[Referring expression data]
=====
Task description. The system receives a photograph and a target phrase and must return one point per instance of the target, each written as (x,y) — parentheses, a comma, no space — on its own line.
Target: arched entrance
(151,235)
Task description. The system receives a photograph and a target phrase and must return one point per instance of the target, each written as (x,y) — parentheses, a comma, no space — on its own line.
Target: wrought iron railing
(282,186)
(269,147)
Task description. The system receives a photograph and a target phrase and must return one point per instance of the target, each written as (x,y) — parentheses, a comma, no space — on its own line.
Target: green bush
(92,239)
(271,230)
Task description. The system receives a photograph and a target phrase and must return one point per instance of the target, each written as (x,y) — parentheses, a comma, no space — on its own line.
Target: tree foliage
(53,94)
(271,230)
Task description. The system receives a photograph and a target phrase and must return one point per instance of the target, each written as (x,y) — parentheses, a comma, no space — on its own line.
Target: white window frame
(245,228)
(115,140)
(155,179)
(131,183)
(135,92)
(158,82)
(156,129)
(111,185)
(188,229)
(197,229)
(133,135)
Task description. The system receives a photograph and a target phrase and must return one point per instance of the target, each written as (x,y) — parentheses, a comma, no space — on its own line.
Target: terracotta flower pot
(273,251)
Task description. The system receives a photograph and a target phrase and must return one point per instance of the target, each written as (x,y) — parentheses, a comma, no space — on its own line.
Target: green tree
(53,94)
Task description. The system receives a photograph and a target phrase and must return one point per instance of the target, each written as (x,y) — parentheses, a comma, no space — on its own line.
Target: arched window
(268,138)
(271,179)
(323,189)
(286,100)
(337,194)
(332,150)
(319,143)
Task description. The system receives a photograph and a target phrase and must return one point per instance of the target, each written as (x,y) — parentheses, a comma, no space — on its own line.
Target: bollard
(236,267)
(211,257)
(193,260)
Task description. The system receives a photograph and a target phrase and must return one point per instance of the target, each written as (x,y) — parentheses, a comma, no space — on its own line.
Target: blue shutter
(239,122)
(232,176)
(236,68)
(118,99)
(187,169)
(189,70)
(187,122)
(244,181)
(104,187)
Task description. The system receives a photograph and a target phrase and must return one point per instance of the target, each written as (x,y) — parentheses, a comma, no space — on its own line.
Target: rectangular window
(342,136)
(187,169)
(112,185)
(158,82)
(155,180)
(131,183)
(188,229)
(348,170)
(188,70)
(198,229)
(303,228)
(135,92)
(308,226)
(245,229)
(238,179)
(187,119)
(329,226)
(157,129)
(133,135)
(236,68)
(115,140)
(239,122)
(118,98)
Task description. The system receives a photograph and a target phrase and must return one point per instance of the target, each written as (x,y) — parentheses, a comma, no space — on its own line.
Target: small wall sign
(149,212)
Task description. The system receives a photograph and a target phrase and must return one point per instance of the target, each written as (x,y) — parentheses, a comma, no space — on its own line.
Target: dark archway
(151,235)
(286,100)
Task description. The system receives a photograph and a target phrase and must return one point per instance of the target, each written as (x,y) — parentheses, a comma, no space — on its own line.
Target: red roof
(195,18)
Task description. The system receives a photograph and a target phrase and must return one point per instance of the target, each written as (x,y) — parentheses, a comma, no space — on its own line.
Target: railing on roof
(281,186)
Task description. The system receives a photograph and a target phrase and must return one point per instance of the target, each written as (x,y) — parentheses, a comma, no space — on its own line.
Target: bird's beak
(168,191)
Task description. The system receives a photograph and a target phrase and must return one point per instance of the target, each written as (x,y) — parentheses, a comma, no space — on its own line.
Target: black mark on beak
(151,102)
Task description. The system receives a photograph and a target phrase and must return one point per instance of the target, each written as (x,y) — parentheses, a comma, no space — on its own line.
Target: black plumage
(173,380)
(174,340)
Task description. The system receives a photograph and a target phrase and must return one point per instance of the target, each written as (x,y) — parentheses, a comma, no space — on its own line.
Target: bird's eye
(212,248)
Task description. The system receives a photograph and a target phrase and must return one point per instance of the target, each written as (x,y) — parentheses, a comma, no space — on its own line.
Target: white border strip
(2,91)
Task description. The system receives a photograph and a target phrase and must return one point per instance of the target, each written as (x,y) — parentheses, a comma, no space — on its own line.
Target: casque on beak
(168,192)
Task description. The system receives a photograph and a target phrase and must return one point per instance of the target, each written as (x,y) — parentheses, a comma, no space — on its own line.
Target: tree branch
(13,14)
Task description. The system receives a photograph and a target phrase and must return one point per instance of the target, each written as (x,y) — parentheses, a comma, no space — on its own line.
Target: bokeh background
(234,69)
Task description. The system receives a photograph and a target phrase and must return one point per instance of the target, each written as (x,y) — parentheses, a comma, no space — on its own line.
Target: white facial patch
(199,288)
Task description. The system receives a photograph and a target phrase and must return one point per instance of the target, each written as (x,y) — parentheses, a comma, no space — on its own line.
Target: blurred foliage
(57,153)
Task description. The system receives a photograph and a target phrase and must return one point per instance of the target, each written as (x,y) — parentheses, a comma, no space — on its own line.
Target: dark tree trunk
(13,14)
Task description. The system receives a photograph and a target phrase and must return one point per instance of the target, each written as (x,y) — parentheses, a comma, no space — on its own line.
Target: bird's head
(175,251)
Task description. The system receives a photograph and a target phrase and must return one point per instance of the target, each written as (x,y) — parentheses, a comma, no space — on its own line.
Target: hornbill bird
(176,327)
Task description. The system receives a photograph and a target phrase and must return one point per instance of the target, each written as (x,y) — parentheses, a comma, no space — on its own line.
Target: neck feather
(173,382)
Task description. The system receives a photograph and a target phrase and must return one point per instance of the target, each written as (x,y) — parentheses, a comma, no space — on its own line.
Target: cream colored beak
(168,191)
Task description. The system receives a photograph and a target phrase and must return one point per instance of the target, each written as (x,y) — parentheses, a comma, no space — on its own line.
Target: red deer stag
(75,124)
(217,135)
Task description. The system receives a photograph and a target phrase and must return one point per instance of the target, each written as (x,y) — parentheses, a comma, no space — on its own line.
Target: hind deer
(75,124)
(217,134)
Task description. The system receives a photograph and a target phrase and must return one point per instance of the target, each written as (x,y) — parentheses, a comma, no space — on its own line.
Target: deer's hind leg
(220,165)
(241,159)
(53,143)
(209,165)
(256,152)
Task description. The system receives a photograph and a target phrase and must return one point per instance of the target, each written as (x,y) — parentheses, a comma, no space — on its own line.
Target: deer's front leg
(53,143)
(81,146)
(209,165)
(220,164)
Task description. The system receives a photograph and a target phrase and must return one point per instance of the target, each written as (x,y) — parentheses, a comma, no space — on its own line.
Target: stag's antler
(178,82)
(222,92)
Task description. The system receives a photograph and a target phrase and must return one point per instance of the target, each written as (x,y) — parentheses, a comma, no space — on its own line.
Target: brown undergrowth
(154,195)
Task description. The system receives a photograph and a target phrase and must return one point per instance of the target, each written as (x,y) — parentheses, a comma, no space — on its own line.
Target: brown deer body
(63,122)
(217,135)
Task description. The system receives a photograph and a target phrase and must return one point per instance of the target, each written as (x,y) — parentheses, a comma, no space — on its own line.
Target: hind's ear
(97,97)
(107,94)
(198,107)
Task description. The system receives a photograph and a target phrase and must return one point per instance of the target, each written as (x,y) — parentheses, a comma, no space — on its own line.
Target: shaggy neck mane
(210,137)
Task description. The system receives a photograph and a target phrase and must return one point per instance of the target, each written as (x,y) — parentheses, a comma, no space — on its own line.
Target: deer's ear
=====
[Task details] Copy each entry above exactly, leaving nothing out.

[Finished exercise]
Task description. The system receives a photograph and a target phrase and must return one point per instance of the target, each written as (x,y) — parentheses, a comma, no space — on its own line.
Target: arched entrance
(151,235)
Task description. The system receives a photograph and a target phrase and must return one point per instance of the target, each written as (x,y) — parentheses, a comma, no space — on its own line.
Target: wrought iron railing
(282,186)
(269,147)
Task description. The system receives a photograph and a target phrase and must return one point per instance of the target, each written as (x,y) — parentheses, a comma, no space — on its own line.
Target: green bush
(92,239)
(271,230)
Task description. The system receives a photograph and a target phrase and must return one point per instance of the target, each written as (x,y) — parentheses, a comma, no space — on its own line.
Target: tree foliage
(53,94)
(271,230)
Task description. The system receives a photograph and a target phrase and must return one point per instance of the target, each written as (x,y) — parentheses, a comma, no space — on its own line.
Target: white window frame
(245,228)
(115,140)
(155,179)
(131,183)
(135,92)
(158,82)
(156,129)
(111,185)
(188,229)
(197,229)
(133,135)
Task description. The system receives a photograph and a target phrase and must return one point per instance of the target, each written as (x,y) — parentheses, a comma, no space — on its own line.
Target: terracotta flower pot
(273,251)
Task description. The system receives a photograph and a target phrase and must return one point per instance of the target, each written as (x,y) — parentheses, a comma, no space — on its own line.
Target: green tree
(53,94)
Task description. The system receives a photograph and a target phrase and must return one point per instance of the target, each written as (x,y) — parentheses, a comma, no space — on its own line.
Target: arched window
(268,138)
(271,179)
(323,189)
(286,100)
(337,194)
(332,150)
(319,143)
Task description. The system receives a photograph and a target phrase and must return one point per instance of the target, each written as (x,y) — parentheses, a comma, no space — on its own line.
Target: bollard
(236,267)
(211,257)
(193,260)
Task description. The system receives a photograph and a target phrase and must return one point per instance of the target, each written as (x,y) — parentheses, a comma, no space — on its own line.
Target: blue shutter
(239,122)
(232,176)
(236,68)
(118,99)
(187,169)
(189,70)
(187,122)
(244,181)
(104,187)
Task description. The system receives a photograph and a target phrase and must return one point per instance of the target, each written as (x,y) — parentheses, a comma, no space — on its own line.
Target: rectangular window
(342,136)
(187,169)
(112,185)
(158,82)
(155,180)
(131,183)
(188,229)
(348,170)
(188,70)
(198,229)
(303,228)
(135,92)
(308,226)
(245,229)
(238,179)
(187,119)
(329,226)
(157,129)
(133,135)
(236,68)
(115,140)
(239,122)
(118,98)
Task description. The system receives a photograph and a target phrase and must return one point per instance of the target, each written as (x,y) — parentheses, a comma, no space — on its own line.
Target: small wall sign
(149,212)
Task description. The system receives a photograph and a target phrase and must return one point per instance of the target, each written as (x,y) — parentheses, a comma, no space — on its own line.
Target: dark archway
(151,235)
(286,100)
Task description. The system receives a photograph and a target phrase and must return one point per instance of the target, each written as (x,y) — parentheses, a comma, no space — on its own line.
Target: red roof
(195,18)
Task description. The system receives a photograph and a target phrase and must return one point per instance of the target, each written as (x,y) — parentheses, a comma, no space — on its own line.
Target: railing on roof
(281,186)
Task description. The system receives a photograph and a target phrase and must return one point per instance of the target, each written as (x,y) — parentheses, a comma, no space — on its own line.
Target: bird's beak
(168,191)
Task description. The system receives a photograph and a target phrase and must return one point per instance of the target, each written as (x,y) — parentheses, a comma, no space — on its own line.
Target: black mark on beak
(151,102)
Task description. The system receives a photograph and a target phrase and must return one point per instance of the target, each written as (x,y) — parentheses, a comma, no space — on its own line.
Target: black plumage
(173,380)
(174,340)
Task description. The system receives a photograph and a target phrase and must return one point per instance of the target, each written as (x,y) — parentheses, a comma, no space — on its own line.
Target: bird's eye
(212,248)
Task description. The system receives a photograph and a target phrase and must return one point per instance of the target, each written as (x,y) — parentheses, a comma, no space — on its own line.
Target: white border strip
(2,91)
Task description. The system receives a photograph and a target phrase and must return one point per instance of the target, each written as (x,y) — parentheses, a comma, no space — on its own line.
Target: casque on beak
(168,192)
Task description. The system receives a photograph and a target phrase and must return one point per instance of the target, each written as (x,y) — parentheses, a comma, no space — on its own line.
Target: tree branch
(13,14)
Task description. The system receives a photograph and a target phrase and must return one point per instance of the target, each written as (x,y) — parentheses, a comma, no space — on its own line.
Target: bokeh background
(234,69)
Task description. The system receives a photograph and a target phrase and must return one point per instance of the target, each written as (x,y) — parentheses, a comma, no space — on its own line.
Target: white facial patch
(199,288)
Task description. The system receives a photograph and a target phrase and must return one point per instance of the target, each written as (x,y) — parentheses, a comma, no space — on its own line.
Target: blurred foliage
(57,153)
Task description. The system receives a photograph and a target phrase and must return one point per instance of the target, each written as (x,y) — parentheses, a comma, no space — on its own line.
Target: dark tree trunk
(13,14)
Task description. The system receives a photograph and a target phrase and must return one point per instance of the target, each written as (x,y) — parentheses, a comma, no space — on its own line.
Target: bird's head
(175,251)
Task description. The system receives a photograph and a target phrase and must return one point per instance of the target, each written as (x,y) — parentheses, a comma, no space — on its own line.
Target: hornbill bird
(176,327)
Task description. The system receives a photograph and a target phrase and must return one point per instance of the target, each written as (x,y) — parentheses, a comma, no space — on its own line.
Target: neck feather
(173,382)
Task description. The system receives a photograph and a target phrase and must return one point per instance of the target, each written as (x,y) — parentheses, a comma, no space — on its own line.
Target: cream colored beak
(168,191)
Task description. The system receives a photograph and a target phrase and must return one point per instance of the target, each written as (x,y) — parentheses, a comma, no space — on its own line.
Target: red deer stag
(75,124)
(217,135)
Task description. The system receives a photograph and a target phrase and must return one point per instance of the target, each written as (x,y) — parentheses, a comma, no space — on its own line.
Target: hind deer
(75,124)
(217,134)
Task description. The system receives a photograph and a target phrase and must return one point per instance of the target, each written as (x,y) — parentheses, a comma, no space — on its own line.
Target: deer's hind leg
(220,165)
(241,159)
(53,143)
(209,165)
(256,152)
Task description. The system receives a photograph and a target phrase and must return one point per instance of the target, each written as (x,y) — parentheses, a comma, no space — on its own line.
Target: deer's front leg
(53,143)
(81,146)
(209,165)
(220,164)
Task description. The system receives a photograph and a target phrase and must return one point per instance of the target, each written as (x,y) — parentheses, a comma, no space — on its own line.
Target: stag's antler
(178,82)
(222,92)
Task description. The system receives a photograph and a target phrase and must return one point per instance of the target, each written as (x,y) — parentheses, a comma, no space — on its own line.
Target: brown undergrowth
(154,195)
Task description. The system receives a photograph and a target phrase and must return one point per instance of the target, each written as (x,y) — parentheses, a comma, no space — on its own line.
Target: brown deer body
(63,122)
(217,135)
Task description. The system receives a photograph and a target phrase and must return one point per instance of the target, each written as (x,y) — parentheses, a comma, no space — on its own line.
Target: hind's ear
(97,97)
(107,94)
(198,107)
Task description. The system receives a photograph and a target phrase and must return one point per instance of the target, each written as (x,y) — parentheses, a comma, no space — on its own line.
Target: shaggy neck mane
(210,137)
Task description. The system receives a photograph and a target phrase and must return one point per instance of the target, each written as (x,y) — parentheses, a comma, no space — on its own line.
Target: deer's ear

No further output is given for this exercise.